Saved data entries:
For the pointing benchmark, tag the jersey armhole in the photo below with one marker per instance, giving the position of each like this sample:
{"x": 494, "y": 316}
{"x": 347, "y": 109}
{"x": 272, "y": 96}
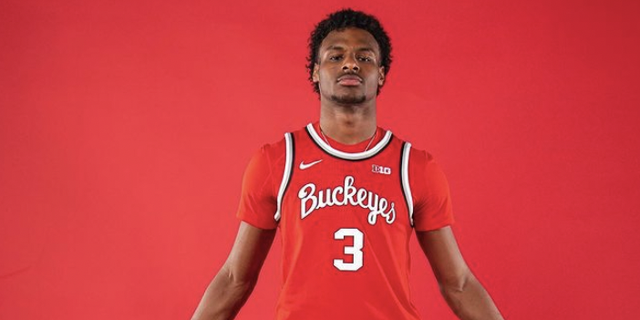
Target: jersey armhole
{"x": 404, "y": 179}
{"x": 286, "y": 174}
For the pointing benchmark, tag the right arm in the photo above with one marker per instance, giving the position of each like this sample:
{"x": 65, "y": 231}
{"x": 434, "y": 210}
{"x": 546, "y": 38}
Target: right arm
{"x": 231, "y": 287}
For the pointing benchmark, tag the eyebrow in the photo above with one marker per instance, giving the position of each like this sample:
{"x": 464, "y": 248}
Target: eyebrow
{"x": 341, "y": 48}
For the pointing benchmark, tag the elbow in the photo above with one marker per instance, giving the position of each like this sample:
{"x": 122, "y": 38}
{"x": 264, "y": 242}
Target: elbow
{"x": 454, "y": 286}
{"x": 237, "y": 281}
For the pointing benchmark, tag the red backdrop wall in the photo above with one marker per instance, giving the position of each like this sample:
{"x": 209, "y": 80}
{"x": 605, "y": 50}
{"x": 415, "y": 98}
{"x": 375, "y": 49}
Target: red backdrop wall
{"x": 125, "y": 128}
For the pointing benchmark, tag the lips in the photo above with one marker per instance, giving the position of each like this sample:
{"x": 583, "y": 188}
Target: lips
{"x": 350, "y": 80}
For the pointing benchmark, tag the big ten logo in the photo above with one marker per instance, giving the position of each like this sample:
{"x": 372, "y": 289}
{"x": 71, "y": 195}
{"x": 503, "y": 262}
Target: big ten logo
{"x": 380, "y": 169}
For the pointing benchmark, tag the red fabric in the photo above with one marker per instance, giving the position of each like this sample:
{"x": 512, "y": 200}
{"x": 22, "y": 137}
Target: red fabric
{"x": 315, "y": 209}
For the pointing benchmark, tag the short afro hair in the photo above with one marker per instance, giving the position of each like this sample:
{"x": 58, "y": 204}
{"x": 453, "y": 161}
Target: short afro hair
{"x": 340, "y": 20}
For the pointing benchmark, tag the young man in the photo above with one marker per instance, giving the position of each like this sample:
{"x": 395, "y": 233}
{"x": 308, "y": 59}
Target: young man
{"x": 346, "y": 196}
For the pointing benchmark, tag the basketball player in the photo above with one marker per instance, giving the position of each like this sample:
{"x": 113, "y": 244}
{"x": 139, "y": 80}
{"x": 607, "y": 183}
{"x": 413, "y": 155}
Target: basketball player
{"x": 346, "y": 196}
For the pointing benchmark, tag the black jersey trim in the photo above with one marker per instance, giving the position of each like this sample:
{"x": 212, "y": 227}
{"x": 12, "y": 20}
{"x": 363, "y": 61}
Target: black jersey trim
{"x": 404, "y": 179}
{"x": 326, "y": 148}
{"x": 287, "y": 173}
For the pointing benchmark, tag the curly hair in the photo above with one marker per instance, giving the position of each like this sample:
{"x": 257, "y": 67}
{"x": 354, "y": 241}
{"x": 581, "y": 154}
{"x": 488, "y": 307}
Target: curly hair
{"x": 340, "y": 20}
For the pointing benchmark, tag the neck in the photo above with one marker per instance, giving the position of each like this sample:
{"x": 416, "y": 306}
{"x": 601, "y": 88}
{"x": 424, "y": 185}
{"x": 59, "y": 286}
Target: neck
{"x": 348, "y": 124}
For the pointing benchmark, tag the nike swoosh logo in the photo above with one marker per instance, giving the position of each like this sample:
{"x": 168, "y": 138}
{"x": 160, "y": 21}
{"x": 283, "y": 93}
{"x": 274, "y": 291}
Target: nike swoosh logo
{"x": 308, "y": 165}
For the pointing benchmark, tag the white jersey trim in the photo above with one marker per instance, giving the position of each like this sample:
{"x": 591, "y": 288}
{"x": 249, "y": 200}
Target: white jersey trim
{"x": 286, "y": 175}
{"x": 406, "y": 187}
{"x": 345, "y": 155}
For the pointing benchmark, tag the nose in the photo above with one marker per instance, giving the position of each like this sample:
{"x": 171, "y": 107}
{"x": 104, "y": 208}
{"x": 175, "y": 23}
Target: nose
{"x": 350, "y": 64}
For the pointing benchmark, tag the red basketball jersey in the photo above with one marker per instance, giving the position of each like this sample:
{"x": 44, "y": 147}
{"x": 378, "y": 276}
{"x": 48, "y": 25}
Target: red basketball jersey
{"x": 345, "y": 218}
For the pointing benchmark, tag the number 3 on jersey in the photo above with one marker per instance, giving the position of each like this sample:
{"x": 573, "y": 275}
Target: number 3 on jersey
{"x": 355, "y": 250}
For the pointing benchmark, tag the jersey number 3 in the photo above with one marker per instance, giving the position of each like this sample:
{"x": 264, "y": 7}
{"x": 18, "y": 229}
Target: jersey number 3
{"x": 355, "y": 250}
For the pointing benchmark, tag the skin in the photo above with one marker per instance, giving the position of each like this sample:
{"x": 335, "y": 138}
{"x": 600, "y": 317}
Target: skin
{"x": 348, "y": 74}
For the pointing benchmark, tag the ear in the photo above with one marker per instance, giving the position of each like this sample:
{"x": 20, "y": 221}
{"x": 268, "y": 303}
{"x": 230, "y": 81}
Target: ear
{"x": 315, "y": 76}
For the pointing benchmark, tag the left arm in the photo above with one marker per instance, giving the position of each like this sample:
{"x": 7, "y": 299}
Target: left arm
{"x": 465, "y": 295}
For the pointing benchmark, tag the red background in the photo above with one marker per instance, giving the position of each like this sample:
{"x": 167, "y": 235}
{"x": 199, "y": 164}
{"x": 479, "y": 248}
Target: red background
{"x": 125, "y": 128}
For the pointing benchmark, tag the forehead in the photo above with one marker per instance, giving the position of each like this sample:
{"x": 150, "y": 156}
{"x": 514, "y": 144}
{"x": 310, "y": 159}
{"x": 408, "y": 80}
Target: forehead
{"x": 350, "y": 37}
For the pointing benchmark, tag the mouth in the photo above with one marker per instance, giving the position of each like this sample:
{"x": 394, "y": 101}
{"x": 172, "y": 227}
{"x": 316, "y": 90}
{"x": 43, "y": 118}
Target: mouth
{"x": 349, "y": 80}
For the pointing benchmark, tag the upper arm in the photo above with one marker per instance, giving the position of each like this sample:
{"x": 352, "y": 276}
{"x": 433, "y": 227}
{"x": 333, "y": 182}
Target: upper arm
{"x": 249, "y": 252}
{"x": 442, "y": 250}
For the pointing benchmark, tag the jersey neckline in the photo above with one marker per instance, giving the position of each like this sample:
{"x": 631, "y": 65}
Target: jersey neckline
{"x": 375, "y": 149}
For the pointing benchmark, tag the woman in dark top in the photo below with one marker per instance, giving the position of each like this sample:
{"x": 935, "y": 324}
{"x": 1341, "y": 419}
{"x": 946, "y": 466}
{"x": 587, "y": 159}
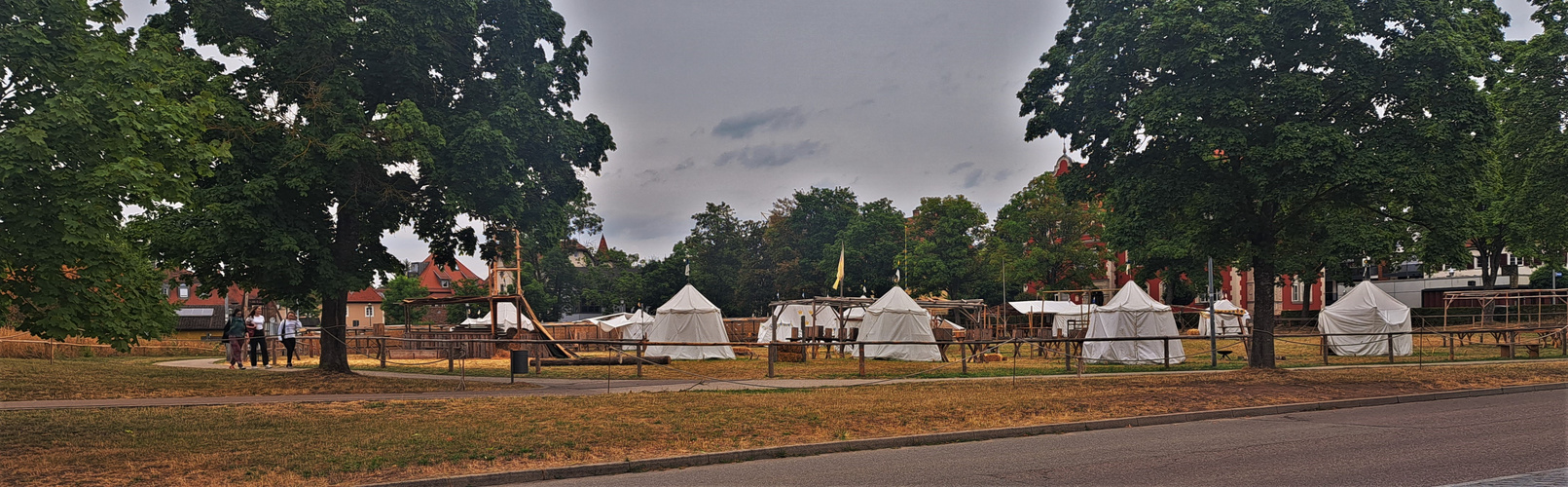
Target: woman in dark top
{"x": 234, "y": 335}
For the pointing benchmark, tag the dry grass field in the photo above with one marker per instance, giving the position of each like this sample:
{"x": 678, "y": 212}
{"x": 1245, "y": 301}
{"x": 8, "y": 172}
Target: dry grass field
{"x": 1293, "y": 353}
{"x": 364, "y": 442}
{"x": 126, "y": 377}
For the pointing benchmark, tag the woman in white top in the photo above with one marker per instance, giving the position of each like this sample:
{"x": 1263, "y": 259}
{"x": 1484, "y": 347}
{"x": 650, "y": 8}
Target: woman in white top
{"x": 258, "y": 325}
{"x": 289, "y": 330}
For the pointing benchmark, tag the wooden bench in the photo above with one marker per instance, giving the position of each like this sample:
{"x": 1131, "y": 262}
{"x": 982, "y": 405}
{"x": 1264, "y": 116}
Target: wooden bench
{"x": 1507, "y": 349}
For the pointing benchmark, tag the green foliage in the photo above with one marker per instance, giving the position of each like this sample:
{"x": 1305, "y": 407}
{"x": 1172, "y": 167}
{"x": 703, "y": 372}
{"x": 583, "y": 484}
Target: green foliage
{"x": 1532, "y": 105}
{"x": 91, "y": 121}
{"x": 718, "y": 248}
{"x": 802, "y": 239}
{"x": 354, "y": 120}
{"x": 1046, "y": 239}
{"x": 1272, "y": 135}
{"x": 944, "y": 247}
{"x": 397, "y": 289}
{"x": 872, "y": 245}
{"x": 1542, "y": 277}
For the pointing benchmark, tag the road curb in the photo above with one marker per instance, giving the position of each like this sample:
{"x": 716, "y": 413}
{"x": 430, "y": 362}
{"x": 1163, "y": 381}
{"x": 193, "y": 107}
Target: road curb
{"x": 938, "y": 438}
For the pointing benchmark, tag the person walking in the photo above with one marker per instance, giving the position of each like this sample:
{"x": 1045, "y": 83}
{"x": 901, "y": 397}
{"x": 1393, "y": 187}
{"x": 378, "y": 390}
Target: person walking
{"x": 258, "y": 327}
{"x": 289, "y": 332}
{"x": 234, "y": 336}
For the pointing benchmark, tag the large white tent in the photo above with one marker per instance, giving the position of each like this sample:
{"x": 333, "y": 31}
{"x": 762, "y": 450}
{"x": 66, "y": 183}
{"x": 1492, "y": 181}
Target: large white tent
{"x": 1224, "y": 322}
{"x": 1132, "y": 313}
{"x": 633, "y": 325}
{"x": 898, "y": 318}
{"x": 689, "y": 318}
{"x": 1064, "y": 315}
{"x": 1366, "y": 310}
{"x": 505, "y": 318}
{"x": 792, "y": 318}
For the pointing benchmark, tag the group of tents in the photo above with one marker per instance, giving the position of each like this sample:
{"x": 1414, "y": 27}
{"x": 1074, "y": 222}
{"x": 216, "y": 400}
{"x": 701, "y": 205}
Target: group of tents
{"x": 690, "y": 319}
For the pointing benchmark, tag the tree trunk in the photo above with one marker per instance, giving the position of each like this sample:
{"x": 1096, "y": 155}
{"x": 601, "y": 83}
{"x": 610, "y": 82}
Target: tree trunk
{"x": 334, "y": 343}
{"x": 334, "y": 302}
{"x": 1490, "y": 268}
{"x": 1262, "y": 356}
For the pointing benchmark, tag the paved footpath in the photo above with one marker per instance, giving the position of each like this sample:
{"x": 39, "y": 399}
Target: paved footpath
{"x": 544, "y": 387}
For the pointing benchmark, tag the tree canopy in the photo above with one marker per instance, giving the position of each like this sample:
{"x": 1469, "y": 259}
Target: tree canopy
{"x": 1278, "y": 137}
{"x": 353, "y": 120}
{"x": 91, "y": 123}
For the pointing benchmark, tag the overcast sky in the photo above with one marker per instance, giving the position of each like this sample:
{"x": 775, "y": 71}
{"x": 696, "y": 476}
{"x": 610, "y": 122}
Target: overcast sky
{"x": 748, "y": 101}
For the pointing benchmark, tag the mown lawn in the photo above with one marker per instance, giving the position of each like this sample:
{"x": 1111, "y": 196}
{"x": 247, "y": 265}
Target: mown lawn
{"x": 1291, "y": 353}
{"x": 125, "y": 377}
{"x": 364, "y": 442}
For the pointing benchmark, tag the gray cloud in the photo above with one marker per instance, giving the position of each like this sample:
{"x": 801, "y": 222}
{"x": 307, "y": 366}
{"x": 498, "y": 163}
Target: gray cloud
{"x": 770, "y": 156}
{"x": 742, "y": 126}
{"x": 972, "y": 179}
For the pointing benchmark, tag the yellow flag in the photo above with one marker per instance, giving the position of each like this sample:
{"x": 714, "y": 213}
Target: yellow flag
{"x": 841, "y": 269}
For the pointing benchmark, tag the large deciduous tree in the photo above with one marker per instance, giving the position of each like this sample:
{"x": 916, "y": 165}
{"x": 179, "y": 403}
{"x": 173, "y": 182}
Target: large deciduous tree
{"x": 944, "y": 247}
{"x": 1273, "y": 135}
{"x": 358, "y": 118}
{"x": 91, "y": 121}
{"x": 1532, "y": 104}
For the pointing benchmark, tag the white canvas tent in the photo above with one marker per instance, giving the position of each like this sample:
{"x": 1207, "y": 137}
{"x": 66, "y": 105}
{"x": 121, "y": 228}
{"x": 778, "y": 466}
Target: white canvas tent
{"x": 689, "y": 318}
{"x": 1132, "y": 313}
{"x": 1064, "y": 315}
{"x": 792, "y": 318}
{"x": 1224, "y": 322}
{"x": 1366, "y": 310}
{"x": 898, "y": 318}
{"x": 633, "y": 325}
{"x": 505, "y": 318}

- [THE TASK]: Give back exactly the lines that run from the line with "For the pointing benchmark, tag the white canvas" through the close of the material, counting both ends, and nothing more.

- [SOLUTION TO THIS EXERCISE]:
For the pointing benchmark, tag the white canvas tent in the photo above with one marker per instance, giving the position of each like this sample:
{"x": 1207, "y": 137}
{"x": 66, "y": 105}
{"x": 121, "y": 228}
{"x": 778, "y": 466}
Target: white canvas tent
{"x": 689, "y": 318}
{"x": 1132, "y": 313}
{"x": 1064, "y": 315}
{"x": 792, "y": 318}
{"x": 1224, "y": 322}
{"x": 1366, "y": 310}
{"x": 898, "y": 318}
{"x": 633, "y": 325}
{"x": 505, "y": 318}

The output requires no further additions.